» TO-DO LIST:
- a) In the thread on differentiating a sigma sum, reproduce the stretch from "Why does the" through "to include it.", switching "lower bound" to "starting index".
- b) According to the thread on differentiating a sigma sum, why can the sum after differentiation start at n = 1 instead of n = 0? Answer in one to three sentences.
- c) Extend the thread on differentiating a sigma sum, picking up right after its last sentence.

» DOCUMENT EXCERPT:
━━━━━━━━━━━━━━━━
Differentiation involving sigma notation

Question

I am having trouble understanding the following relationship in one of my assigned problems:

$$\dfrac{d}{dx}\sum_{n = 0}^\infty \dfrac{x^n}{(n + 1)!} = \sum_{n = 1}^\infty \dfrac{nx^{n-1}}{(n + 1)!}$$

Why does the lower bound for the sigma sum change? Should it not be the case that everything pertaining to $x$ stays pertained to $x$ only, not affecting the sigma sum?

Any help would be greatly appreciated!

Edit: Upon second glance, I noticed that the term is a constant when $n = 0$, rendering the differentiated term $0$ as well. Is this why the case when $n = 0$ is omitted?

Answer 1

If $n=0$ then the term $\frac{nx^{n-1}}{(n+1)!}$ already vanishes so you don't need to include it.
━━━━━━━━━━━━━━━━
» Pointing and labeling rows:
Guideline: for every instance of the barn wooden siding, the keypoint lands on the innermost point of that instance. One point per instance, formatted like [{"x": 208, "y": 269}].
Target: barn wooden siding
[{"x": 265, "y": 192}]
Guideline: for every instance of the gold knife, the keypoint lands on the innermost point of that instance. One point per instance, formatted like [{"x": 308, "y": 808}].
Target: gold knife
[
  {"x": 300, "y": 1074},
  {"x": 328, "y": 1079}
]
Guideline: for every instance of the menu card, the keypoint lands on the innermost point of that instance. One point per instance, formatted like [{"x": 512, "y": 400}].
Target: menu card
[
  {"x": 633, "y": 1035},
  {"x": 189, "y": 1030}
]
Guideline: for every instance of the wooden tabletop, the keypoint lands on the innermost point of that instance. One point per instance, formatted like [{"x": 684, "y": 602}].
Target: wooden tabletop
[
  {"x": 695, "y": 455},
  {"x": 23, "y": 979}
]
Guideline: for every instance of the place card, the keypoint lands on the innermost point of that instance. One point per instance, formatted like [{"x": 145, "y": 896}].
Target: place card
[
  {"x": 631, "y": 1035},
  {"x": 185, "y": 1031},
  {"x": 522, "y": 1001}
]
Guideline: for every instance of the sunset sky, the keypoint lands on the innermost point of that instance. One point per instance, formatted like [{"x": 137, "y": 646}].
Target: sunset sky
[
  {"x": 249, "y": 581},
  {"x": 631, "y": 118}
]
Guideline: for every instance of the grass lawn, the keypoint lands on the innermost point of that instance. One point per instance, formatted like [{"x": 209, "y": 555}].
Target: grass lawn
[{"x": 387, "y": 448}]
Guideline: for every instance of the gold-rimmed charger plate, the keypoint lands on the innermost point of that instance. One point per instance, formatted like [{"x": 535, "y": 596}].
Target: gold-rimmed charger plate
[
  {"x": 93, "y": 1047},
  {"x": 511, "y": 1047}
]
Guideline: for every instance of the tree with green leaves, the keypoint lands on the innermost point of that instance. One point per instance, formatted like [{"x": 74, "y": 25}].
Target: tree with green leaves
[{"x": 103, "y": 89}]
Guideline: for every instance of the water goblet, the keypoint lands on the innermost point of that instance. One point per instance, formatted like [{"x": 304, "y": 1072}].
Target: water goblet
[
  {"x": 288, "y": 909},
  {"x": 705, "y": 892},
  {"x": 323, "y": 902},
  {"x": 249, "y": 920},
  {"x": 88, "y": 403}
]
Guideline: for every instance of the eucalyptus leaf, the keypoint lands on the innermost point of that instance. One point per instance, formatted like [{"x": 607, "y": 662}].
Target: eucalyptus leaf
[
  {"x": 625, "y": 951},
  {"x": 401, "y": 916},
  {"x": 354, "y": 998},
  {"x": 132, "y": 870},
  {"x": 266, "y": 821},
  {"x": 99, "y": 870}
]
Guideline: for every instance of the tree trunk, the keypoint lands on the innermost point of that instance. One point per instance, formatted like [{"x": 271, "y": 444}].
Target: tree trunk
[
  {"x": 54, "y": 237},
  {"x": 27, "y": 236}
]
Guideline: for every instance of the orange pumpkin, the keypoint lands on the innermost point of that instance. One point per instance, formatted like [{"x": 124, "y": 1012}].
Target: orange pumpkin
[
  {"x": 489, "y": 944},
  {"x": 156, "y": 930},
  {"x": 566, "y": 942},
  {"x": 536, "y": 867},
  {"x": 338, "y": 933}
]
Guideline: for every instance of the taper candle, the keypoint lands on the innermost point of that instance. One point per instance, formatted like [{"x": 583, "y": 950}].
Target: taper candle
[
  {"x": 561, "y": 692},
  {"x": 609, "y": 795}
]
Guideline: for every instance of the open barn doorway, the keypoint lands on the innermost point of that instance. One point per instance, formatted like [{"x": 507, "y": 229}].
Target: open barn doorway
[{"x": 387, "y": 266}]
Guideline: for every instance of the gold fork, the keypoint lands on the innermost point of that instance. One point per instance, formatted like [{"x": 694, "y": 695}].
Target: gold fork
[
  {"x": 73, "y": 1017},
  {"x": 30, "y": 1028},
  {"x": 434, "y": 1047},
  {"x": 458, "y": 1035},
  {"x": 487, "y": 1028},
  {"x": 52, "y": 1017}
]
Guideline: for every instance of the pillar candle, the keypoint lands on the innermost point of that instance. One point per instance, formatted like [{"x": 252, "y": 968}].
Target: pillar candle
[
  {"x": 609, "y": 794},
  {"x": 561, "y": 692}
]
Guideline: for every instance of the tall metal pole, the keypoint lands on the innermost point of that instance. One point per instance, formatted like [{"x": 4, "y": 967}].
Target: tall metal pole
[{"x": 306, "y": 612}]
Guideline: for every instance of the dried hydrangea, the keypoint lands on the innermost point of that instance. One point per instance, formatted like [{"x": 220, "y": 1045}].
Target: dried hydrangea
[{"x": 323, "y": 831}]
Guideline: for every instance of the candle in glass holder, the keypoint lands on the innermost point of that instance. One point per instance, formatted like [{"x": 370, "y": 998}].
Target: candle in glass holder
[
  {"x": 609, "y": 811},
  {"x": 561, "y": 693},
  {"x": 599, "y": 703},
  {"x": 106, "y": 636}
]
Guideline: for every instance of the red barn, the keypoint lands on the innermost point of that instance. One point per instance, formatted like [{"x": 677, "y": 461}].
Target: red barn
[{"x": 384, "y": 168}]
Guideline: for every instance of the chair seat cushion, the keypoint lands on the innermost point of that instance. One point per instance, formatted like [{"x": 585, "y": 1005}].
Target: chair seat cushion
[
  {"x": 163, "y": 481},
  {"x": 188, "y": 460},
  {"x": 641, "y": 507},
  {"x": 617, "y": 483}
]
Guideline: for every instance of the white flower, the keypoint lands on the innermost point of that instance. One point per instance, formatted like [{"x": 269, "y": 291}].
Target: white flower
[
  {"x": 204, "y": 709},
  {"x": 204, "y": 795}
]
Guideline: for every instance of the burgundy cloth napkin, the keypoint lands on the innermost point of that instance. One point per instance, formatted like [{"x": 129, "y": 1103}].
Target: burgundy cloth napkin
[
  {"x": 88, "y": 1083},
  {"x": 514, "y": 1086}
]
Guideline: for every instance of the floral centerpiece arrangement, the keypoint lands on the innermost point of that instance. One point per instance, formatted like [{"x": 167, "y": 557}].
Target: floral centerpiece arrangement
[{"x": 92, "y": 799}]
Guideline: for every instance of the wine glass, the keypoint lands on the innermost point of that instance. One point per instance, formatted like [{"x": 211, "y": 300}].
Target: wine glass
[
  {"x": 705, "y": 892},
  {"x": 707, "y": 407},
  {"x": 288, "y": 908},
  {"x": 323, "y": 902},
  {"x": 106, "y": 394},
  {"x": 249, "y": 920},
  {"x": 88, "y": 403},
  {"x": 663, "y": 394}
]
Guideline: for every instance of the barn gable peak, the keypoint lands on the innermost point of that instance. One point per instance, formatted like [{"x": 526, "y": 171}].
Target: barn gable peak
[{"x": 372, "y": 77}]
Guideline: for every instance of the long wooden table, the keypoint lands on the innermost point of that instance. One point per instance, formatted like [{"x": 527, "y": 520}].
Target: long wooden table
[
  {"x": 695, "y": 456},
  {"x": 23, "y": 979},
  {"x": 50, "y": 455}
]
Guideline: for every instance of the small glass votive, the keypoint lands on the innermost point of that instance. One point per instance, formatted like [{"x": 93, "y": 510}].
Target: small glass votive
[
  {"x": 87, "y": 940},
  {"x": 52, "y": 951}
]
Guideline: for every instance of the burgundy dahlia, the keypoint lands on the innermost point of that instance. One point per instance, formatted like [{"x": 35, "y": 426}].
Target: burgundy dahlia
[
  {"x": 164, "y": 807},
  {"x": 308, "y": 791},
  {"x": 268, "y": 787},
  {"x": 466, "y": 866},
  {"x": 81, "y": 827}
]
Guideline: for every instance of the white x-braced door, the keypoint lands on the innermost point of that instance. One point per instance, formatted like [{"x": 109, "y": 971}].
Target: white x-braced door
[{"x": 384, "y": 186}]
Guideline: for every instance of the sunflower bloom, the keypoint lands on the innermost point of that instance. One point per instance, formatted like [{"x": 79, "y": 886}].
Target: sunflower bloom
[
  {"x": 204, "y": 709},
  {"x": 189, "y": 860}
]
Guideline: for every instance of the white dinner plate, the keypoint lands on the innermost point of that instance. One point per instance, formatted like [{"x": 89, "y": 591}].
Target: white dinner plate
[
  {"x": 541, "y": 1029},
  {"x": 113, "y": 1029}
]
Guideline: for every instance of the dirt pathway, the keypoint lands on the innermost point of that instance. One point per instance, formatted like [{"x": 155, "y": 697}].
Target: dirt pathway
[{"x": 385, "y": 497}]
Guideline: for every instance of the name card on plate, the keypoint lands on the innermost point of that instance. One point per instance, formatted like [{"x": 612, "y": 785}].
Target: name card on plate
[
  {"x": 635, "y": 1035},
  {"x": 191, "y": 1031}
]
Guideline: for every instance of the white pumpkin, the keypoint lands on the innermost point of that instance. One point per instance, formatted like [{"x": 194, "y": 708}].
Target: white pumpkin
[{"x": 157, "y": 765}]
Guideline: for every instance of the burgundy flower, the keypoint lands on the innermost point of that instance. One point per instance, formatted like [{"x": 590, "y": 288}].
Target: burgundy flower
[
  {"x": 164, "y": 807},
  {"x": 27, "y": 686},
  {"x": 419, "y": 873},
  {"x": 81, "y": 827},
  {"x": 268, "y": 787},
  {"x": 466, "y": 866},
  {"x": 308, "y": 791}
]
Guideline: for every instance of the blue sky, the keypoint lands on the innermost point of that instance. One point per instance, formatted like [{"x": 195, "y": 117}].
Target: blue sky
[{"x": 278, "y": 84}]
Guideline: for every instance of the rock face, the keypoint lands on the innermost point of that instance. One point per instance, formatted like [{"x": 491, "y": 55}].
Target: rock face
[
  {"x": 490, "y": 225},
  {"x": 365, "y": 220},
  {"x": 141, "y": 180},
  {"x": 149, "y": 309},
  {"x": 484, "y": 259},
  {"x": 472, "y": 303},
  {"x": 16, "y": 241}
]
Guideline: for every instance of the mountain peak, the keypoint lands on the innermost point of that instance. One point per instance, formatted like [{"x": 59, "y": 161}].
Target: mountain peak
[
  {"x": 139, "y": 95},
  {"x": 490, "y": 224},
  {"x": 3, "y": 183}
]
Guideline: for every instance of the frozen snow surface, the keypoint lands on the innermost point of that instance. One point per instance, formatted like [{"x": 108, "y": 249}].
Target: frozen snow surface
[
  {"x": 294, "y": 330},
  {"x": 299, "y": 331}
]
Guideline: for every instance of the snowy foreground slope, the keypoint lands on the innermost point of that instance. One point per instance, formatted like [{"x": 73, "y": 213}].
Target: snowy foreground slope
━━━━━━━━━━━━━━━━
» THE REPLIES:
- a)
Why does the starting index for the sigma sum change? Should it not be the case that everything pertaining to $x$ stays pertained to $x$ only, not affecting the sigma sum?

Any help would be greatly appreciated!

Edit: Upon second glance, I noticed that the term is a constant when $n = 0$, rendering the differentiated term $0$ as well. Is this why the case when $n = 0$ is omitted?

Answer 1

If $n=0$ then the term $\frac{nx^{n-1}}{(n+1)!}$ already vanishes so you don't need to include it.

- b) When n = 0, the term of the original sum is a constant, so its derivative is 0. Equivalently, the differentiated term nx^(n-1)/(n+1)! vanishes at n = 0, so it does not need to be included.

- c)
So you have $$\frac{d}{dx}\sum_{n=0}^{\infty}\frac{x^n}{(n+1)!}=\frac{d}{dx}(1+\frac{x}{2!}+\frac{x^2}{3!}+....+\frac{x^n}{(n+1)!}+....)$$ $$=\frac{1}{2!}+\frac{2x}{3!}+....+\frac{nx^{n-1}}{(n+1)!}+...=\sum_{n=0}^{\infty}\frac{nx^{n-1}}{(n+1)!}=\sum_{n=1}^{\infty}\frac{nx^{n-1}}{(n+1)!}$$

Answer 2

Suppose

$$y(x)=\sum_{n=0}^{\infty}a_nx^n=a_0 + a_1x+a_2x^2+a_3x^3+\ldots$$

We can find its derivative by differentiating term by term:

$$y'(x)=\frac{d}{dx}\sum_{n=0}^{\infty}a_nx^n=\sum_{n=1}^{\infty}na_nx^{n-1}=a_1+2a_2x+3a_3x^2+\ldots$$

where the derivative of $a_nx^n$ is $na_nx^{n-1}$. Observe that the start of the summation changed from $n=0$ to $n=1$, since the constant term $a_0$ has zero as its derivative.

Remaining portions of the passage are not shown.